Goal of the exercise:
Reproduce all of the material exactly as shown.

Part of a data file:
§

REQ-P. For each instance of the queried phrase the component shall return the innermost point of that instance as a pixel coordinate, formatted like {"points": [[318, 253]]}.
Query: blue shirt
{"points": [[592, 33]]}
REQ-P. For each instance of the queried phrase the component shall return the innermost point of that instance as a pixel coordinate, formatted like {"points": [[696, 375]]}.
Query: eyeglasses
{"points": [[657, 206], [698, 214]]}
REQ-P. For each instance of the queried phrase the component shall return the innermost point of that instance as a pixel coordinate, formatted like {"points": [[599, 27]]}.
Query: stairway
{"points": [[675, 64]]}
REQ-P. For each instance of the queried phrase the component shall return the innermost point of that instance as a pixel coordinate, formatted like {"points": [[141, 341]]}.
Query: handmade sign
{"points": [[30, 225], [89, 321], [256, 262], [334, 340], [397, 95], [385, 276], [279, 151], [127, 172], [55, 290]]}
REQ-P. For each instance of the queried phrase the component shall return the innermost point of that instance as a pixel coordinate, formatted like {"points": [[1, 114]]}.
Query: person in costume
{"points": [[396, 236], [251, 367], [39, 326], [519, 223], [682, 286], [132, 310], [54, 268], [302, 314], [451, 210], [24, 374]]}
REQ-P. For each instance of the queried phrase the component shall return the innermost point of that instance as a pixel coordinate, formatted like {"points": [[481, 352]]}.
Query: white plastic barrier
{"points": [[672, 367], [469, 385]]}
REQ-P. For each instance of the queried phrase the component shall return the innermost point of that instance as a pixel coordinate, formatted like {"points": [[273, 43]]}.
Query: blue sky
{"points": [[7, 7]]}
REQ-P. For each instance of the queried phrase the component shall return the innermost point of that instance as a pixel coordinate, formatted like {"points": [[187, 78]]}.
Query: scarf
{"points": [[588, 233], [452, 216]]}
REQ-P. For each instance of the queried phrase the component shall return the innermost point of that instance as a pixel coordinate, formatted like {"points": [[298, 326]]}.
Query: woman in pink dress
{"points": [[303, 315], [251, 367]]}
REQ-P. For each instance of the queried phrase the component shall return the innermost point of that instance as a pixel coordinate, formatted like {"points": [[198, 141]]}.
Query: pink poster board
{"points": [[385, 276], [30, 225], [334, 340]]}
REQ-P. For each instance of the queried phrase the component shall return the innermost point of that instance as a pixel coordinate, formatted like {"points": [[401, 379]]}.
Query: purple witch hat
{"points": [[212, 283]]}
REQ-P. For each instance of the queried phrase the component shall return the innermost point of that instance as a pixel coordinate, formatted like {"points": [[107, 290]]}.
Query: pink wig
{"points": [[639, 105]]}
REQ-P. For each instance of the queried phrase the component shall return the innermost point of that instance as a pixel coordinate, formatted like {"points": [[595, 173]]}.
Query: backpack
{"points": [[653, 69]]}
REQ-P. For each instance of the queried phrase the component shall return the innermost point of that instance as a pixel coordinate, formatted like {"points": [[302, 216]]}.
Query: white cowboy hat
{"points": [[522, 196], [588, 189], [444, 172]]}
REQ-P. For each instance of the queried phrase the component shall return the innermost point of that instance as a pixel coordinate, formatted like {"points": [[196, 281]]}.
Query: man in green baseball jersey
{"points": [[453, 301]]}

§

Exercise solution:
REQ-P. For each instance of the queried phrase the component shall return the innermost point of that instance as a pixel coordinate, formatted like {"points": [[318, 253]]}.
Query: blue shirt
{"points": [[592, 33]]}
REQ-P. For each instance of the queried phrase the component shall return the innermost point of that instance as a pixel coordinate, formatted like {"points": [[696, 375]]}.
Query: eyeglasses
{"points": [[657, 206], [698, 214]]}
REQ-P. For each instance of the queried phrase the component shall return the innermost point of that instance as a pixel coordinate, formatted like {"points": [[599, 27]]}.
Query: stairway
{"points": [[675, 64]]}
REQ-P. For each instance of the queried phrase the component shall return the innermost point of that instance as a pixel coordinate, formatted like {"points": [[141, 341]]}.
Query: handmade sign
{"points": [[30, 225], [89, 321], [256, 262], [334, 340], [397, 95], [385, 276], [279, 151], [127, 172], [55, 290]]}
REQ-P. For each instance of the queried phrase the component shall return the innermost point of that instance as a pixel coordinate, formatted like {"points": [[1, 114]]}.
Query: person in costume
{"points": [[396, 236], [251, 367], [39, 326], [519, 223], [682, 286], [132, 310], [54, 268], [302, 314], [451, 210], [24, 374]]}
REQ-P. For each instance of the queried phrase the component shall return the innermost point of that instance as a pixel coordinate, formatted like {"points": [[481, 352]]}.
Query: white plastic barrier
{"points": [[672, 367], [469, 385]]}
REQ-P. For each instance of the queried phrase the component shall return the innermost point of that instance as a pixel coordinate, formatted like {"points": [[273, 43]]}.
Query: blue sky
{"points": [[7, 7]]}
REQ-P. For each instance of the queried phrase the component shall return the innermost point of that instance as a pixel coordinate, formatted like {"points": [[187, 78]]}.
Query: scarf
{"points": [[588, 233], [452, 216]]}
REQ-P. For each instance of the queried phrase the component shall return the innermost point of that instance as a pixel coordinate, formatted like {"points": [[298, 326]]}.
Query: woman in pink dress
{"points": [[303, 315], [251, 367]]}
REQ-P. For each instance of the queried phrase the component shall return the innermost point of that instance as a pixel coordinate, formatted like {"points": [[198, 141]]}.
Query: pink poster board
{"points": [[385, 276], [30, 225], [334, 340]]}
REQ-P. For each instance of the queried phrase the component shall return the innermost point of that instance as a pixel coordinate, formatted like {"points": [[401, 379]]}.
Query: purple witch hat
{"points": [[212, 283]]}
REQ-P. For each instance of the queried phrase the component shall return the innermost point of that instance as a pixel coordinate, formatted like {"points": [[107, 290]]}.
Query: pink wig
{"points": [[639, 105]]}
REQ-P. For each instance of the queried phrase the component shall return the innermost point of that instance as a pixel coordinate, formatted like {"points": [[595, 173]]}.
Query: backpack
{"points": [[653, 69]]}
REQ-P. For each instance of the queried phrase the component shall return the innermost point of that instance as a pixel coordinate, formatted like {"points": [[302, 216]]}.
Query: white cowboy hat
{"points": [[522, 196], [588, 189], [444, 172]]}
REQ-P. For each instance of the queried phrase the component shall return the innermost point of that instance as a pixel coordinate, formatted like {"points": [[196, 281]]}.
Query: man in green baseball jersey
{"points": [[453, 301]]}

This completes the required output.